Material shown:
※ ※ ※
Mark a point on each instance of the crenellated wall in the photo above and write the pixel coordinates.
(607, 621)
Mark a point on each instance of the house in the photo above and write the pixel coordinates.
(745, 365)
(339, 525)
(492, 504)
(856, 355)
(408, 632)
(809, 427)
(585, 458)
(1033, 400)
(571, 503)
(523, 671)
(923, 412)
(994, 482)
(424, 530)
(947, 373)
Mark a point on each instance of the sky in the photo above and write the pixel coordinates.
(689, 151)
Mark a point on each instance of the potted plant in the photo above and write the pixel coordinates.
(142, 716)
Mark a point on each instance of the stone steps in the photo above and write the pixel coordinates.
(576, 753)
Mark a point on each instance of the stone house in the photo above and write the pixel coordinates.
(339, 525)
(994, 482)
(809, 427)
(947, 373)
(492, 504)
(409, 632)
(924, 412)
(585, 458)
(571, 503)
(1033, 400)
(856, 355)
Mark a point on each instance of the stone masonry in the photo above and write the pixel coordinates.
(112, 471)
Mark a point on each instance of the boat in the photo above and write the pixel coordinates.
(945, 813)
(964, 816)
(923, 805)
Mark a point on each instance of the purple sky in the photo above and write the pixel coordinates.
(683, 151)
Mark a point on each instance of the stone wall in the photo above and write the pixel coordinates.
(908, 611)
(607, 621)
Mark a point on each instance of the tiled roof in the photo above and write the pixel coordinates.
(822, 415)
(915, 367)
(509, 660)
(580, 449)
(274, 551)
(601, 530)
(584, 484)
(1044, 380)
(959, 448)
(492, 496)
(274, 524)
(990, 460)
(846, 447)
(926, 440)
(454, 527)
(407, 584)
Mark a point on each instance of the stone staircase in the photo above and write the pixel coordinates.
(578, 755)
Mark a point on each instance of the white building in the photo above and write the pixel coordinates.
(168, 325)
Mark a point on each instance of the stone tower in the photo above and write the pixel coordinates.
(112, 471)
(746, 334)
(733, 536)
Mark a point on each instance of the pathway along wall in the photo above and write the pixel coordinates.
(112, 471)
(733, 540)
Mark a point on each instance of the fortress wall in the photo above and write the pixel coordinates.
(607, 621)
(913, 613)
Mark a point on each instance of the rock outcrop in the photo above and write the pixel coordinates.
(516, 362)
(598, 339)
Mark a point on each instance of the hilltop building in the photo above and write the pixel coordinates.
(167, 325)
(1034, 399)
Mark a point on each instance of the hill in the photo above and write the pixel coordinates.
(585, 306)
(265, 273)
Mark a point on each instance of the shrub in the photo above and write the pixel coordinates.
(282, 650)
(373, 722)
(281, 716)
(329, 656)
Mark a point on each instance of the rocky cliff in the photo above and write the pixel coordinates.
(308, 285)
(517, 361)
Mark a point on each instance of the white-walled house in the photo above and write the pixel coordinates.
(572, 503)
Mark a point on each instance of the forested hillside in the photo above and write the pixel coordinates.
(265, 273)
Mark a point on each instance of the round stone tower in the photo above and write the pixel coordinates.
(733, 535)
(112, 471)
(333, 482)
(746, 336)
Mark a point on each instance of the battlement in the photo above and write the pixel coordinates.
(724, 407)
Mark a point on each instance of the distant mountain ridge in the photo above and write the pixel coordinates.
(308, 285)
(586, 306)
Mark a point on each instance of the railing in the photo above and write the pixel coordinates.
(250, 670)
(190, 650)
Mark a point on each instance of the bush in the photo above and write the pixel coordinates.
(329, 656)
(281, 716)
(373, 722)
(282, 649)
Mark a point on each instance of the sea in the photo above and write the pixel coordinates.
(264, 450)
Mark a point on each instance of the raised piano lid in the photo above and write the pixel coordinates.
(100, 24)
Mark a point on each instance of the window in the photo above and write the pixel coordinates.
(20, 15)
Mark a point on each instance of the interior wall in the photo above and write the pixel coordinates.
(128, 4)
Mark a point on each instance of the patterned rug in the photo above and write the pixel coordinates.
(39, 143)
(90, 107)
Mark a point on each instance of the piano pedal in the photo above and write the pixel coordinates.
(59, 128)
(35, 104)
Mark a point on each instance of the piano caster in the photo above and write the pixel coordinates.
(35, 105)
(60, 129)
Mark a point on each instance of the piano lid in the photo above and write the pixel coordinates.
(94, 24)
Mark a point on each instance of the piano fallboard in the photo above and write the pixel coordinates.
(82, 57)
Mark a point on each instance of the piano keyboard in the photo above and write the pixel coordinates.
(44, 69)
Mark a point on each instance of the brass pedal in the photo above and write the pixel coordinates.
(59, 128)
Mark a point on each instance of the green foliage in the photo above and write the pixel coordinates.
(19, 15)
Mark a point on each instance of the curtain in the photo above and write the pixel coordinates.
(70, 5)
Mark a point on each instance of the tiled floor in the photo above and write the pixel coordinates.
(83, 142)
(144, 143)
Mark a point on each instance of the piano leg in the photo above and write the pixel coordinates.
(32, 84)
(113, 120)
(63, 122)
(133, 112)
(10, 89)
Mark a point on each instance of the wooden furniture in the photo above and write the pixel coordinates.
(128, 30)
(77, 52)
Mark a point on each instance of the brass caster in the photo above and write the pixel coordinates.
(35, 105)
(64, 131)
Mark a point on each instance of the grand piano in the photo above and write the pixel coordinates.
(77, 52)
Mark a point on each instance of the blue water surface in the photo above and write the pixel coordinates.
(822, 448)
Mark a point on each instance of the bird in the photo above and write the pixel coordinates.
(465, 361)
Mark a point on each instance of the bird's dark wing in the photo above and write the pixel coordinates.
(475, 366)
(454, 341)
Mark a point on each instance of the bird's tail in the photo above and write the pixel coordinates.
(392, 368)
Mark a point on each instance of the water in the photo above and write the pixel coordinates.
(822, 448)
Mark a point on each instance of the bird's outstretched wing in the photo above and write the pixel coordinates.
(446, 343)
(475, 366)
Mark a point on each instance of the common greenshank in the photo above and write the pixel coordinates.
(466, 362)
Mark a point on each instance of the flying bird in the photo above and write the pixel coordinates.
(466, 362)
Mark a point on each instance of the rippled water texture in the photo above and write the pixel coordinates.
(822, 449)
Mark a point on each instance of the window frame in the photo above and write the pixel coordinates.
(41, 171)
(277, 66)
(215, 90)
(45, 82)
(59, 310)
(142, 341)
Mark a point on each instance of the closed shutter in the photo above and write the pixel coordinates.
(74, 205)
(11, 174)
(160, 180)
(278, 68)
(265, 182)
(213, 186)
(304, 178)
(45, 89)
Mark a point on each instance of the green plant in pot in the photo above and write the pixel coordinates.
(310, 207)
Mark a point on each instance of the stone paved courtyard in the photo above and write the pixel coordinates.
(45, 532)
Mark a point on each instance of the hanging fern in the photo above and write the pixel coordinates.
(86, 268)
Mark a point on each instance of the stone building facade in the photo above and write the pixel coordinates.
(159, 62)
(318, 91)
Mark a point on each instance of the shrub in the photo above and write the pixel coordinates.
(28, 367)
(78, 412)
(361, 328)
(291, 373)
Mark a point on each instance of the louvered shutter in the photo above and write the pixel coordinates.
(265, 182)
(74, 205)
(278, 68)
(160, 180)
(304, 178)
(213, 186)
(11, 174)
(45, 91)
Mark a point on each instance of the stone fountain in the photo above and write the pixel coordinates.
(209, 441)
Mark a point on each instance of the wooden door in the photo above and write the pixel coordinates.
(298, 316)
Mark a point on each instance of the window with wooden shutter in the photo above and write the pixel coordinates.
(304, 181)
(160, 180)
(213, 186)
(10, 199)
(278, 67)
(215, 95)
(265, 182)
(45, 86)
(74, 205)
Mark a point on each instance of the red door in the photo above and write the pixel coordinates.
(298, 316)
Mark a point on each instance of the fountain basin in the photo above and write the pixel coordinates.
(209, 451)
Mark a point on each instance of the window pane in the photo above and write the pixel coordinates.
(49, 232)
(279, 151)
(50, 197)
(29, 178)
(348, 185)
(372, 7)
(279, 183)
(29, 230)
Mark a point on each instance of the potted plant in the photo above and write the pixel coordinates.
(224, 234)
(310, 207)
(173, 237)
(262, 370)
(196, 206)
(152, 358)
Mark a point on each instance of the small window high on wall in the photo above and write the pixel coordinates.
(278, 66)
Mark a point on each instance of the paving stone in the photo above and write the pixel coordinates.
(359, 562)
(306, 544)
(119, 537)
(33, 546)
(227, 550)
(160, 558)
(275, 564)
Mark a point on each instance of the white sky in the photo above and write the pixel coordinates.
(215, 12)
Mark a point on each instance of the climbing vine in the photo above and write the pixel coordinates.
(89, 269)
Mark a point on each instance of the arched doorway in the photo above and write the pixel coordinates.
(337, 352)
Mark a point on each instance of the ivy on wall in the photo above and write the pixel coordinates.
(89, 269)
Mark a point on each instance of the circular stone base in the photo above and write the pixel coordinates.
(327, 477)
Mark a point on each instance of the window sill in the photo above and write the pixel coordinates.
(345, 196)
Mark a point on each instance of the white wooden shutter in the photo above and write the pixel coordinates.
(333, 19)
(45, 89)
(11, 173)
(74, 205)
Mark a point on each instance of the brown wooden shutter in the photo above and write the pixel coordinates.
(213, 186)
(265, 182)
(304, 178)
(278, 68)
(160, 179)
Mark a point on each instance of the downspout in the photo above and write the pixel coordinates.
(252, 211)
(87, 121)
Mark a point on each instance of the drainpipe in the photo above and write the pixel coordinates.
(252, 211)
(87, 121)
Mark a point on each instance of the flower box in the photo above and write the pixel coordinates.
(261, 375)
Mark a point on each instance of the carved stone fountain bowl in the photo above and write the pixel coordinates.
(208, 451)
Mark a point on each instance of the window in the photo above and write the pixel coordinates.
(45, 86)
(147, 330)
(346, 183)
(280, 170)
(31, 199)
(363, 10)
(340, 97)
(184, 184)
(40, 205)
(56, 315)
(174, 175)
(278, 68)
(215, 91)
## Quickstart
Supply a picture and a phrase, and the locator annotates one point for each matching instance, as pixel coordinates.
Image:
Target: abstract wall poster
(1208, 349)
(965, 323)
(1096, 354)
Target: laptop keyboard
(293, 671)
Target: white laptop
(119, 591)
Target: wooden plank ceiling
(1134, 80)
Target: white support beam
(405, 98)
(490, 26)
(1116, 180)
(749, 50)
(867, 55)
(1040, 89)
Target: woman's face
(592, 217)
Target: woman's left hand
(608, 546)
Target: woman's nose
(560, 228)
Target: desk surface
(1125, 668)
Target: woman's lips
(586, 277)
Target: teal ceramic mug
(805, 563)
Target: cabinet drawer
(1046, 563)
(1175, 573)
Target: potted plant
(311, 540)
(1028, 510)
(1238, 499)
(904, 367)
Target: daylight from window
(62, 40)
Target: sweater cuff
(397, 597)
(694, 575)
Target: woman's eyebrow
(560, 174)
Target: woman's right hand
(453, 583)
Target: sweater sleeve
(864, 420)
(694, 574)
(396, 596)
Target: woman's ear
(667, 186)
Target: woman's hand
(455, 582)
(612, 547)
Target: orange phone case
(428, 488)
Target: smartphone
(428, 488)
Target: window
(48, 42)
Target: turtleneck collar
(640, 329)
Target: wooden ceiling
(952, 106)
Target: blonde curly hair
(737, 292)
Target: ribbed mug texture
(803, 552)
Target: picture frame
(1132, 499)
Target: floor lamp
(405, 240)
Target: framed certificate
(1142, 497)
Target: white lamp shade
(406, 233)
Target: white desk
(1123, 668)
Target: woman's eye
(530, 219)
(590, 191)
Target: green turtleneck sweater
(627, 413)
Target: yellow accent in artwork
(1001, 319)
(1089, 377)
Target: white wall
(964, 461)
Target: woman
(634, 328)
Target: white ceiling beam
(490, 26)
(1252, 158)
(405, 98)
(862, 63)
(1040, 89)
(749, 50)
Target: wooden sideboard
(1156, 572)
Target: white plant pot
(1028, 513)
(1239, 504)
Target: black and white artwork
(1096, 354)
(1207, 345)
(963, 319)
※ ※ ※
What is being asked: Everything from the line holding "Target: smartphone" through the final line of the material must be given again exactly, and nothing outside that stretch.

Response to the exercise:
Target: smartphone
(428, 488)
Target: window
(48, 42)
Target: turtleneck collar
(640, 329)
Target: wooden ceiling
(952, 106)
Target: blonde curly hair
(737, 292)
Target: ribbed mug texture
(803, 552)
Target: picture frame
(1132, 499)
Target: floor lamp
(405, 240)
Target: framed certificate
(1142, 497)
Target: white lamp shade
(406, 233)
Target: white desk
(1123, 668)
Target: woman's eye
(530, 219)
(590, 191)
Target: green turtleneck sweater
(627, 413)
Target: yellow accent in artwork
(1001, 319)
(1089, 377)
Target: white wall
(964, 461)
Target: woman
(634, 328)
Target: white ceiling beam
(490, 26)
(1252, 158)
(405, 98)
(862, 63)
(1040, 89)
(749, 50)
Target: wooden sideboard
(1156, 572)
Target: white plant pot
(1028, 513)
(1239, 504)
Target: black and white artwork
(1096, 354)
(1207, 345)
(963, 319)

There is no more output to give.